WORK INSTRUCTIONS:
Each line of the data is to be output verbatim, with the images removed.

DATASET EXTRACT:
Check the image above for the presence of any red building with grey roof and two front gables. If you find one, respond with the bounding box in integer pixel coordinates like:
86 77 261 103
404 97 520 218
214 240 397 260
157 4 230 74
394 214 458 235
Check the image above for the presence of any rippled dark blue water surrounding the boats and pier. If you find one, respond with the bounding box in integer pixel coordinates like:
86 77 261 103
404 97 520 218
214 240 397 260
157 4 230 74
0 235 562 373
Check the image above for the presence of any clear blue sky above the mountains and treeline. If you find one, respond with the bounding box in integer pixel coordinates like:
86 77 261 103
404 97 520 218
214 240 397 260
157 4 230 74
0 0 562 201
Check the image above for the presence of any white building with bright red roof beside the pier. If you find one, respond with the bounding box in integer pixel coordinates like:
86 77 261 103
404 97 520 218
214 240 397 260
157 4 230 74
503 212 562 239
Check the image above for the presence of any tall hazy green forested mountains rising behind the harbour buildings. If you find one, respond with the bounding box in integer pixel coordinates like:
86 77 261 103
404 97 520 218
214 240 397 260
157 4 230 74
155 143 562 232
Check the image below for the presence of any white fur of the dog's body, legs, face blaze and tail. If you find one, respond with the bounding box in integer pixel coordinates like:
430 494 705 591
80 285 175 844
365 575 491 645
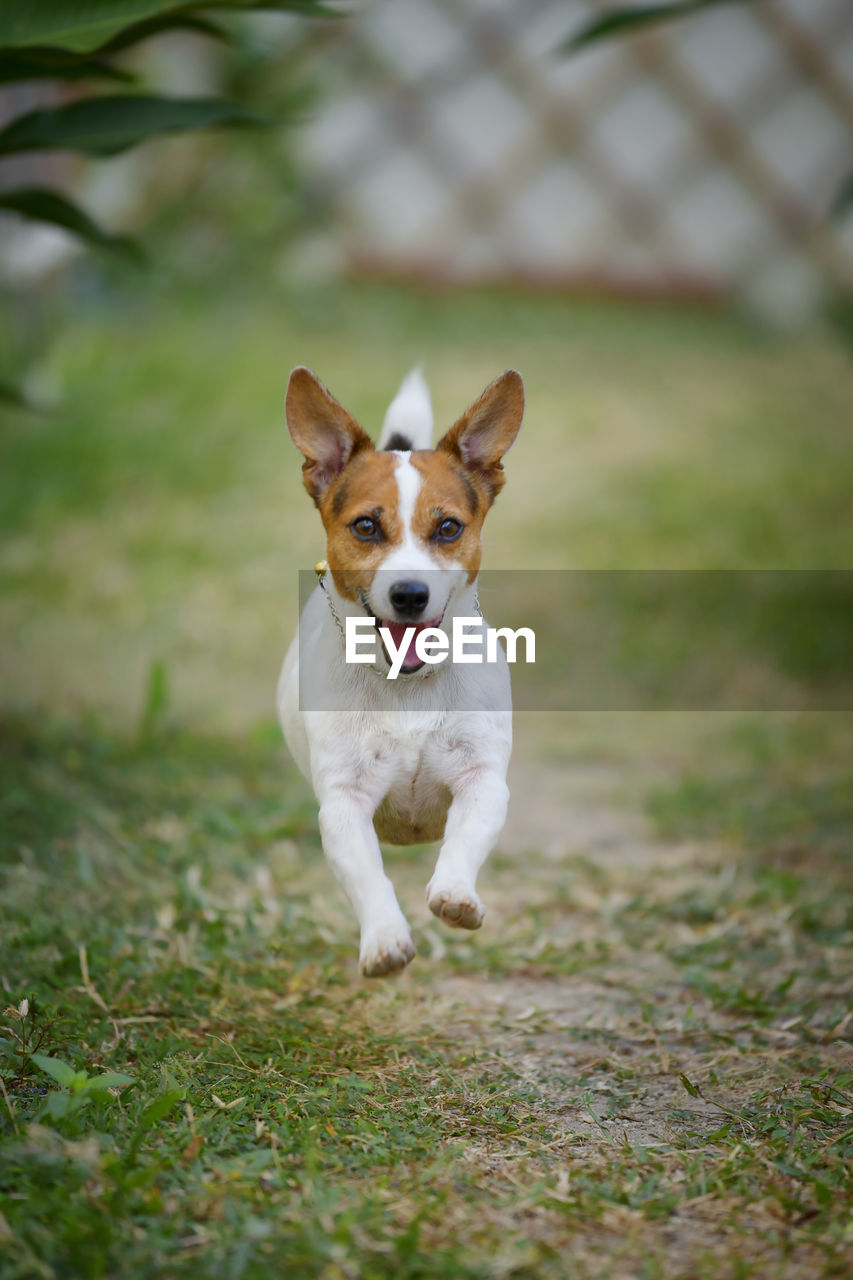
277 371 512 975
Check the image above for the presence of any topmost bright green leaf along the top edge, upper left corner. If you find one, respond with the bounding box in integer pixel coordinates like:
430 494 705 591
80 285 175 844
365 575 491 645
0 0 329 52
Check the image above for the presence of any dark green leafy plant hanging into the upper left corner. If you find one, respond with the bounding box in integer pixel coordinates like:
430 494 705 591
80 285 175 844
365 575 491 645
0 0 329 408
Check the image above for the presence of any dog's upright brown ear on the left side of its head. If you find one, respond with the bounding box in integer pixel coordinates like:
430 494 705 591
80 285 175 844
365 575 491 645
284 365 373 504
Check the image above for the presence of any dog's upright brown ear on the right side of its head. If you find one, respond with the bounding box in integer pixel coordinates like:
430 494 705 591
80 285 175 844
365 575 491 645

TASK OUTPUT:
Check the image above for the presence of any red building with grey roof and two front gables. If you find one, respond with the bounding box in integer pixel coordinates like:
86 77 261 103
404 97 520 218
214 240 397 260
157 4 230 74
394 214 458 235
Check the image above for the presence of any rippled dark blue water surrounding the boats and pier. If you find one, respond with the bounding box in integer pixel coordinates like:
86 77 261 103
404 97 520 218
214 240 397 260
157 4 230 74
0 235 562 373
Check the image above for the presence of any clear blue sky above the mountains and treeline. If you find one, respond with the bounding box in integer pixel coordinates like:
86 77 261 103
404 97 520 218
214 240 397 260
157 4 230 74
0 0 562 201
Check the image above for the presence of any white building with bright red roof beside the pier. If you find one, respond with the bounding box in integer pixel coordinates like:
86 77 261 103
404 97 520 218
214 240 397 260
157 4 230 74
503 212 562 239
Check the image above for the presence of any tall hazy green forested mountains rising behind the harbour buildings. If you find one, respond with the bounding box in integer pixel coordinates like:
86 77 261 103
404 97 520 218
214 240 397 260
157 4 230 74
155 143 562 232
Check the image below for the presence of any white fur of the dog's body, legs, face blaze and tail. If you find one, respond with the bounding box in integer pixel coordinates like:
430 494 705 591
80 285 175 844
365 575 491 645
277 371 512 975
Check the image above for the presence of any topmost bright green leaf along the top edge, upper left corner. If you find one, respond with the bounding box in integer pixel coordinates like:
430 494 705 591
80 285 175 844
365 575 491 645
0 0 329 52
Check the image above for the presence of any dark green leafy plant hanging into the upper left corner. If you find one, respond with the bounding box in integer pixel coordinates like:
430 494 705 591
80 285 175 844
365 575 491 645
0 0 329 408
Check the image above for the presence of any dog's upright brown ear on the left side of its head. If you find one, respond with the bounding box in integer pixel coordinates like:
430 494 705 591
80 285 175 844
365 575 491 645
284 365 373 504
Check the image above for the presence of any dog's upright brown ear on the right side of its head. If you find one, respond with the bounding box in integer pixel coordinates like:
430 494 705 591
80 285 175 844
365 575 491 645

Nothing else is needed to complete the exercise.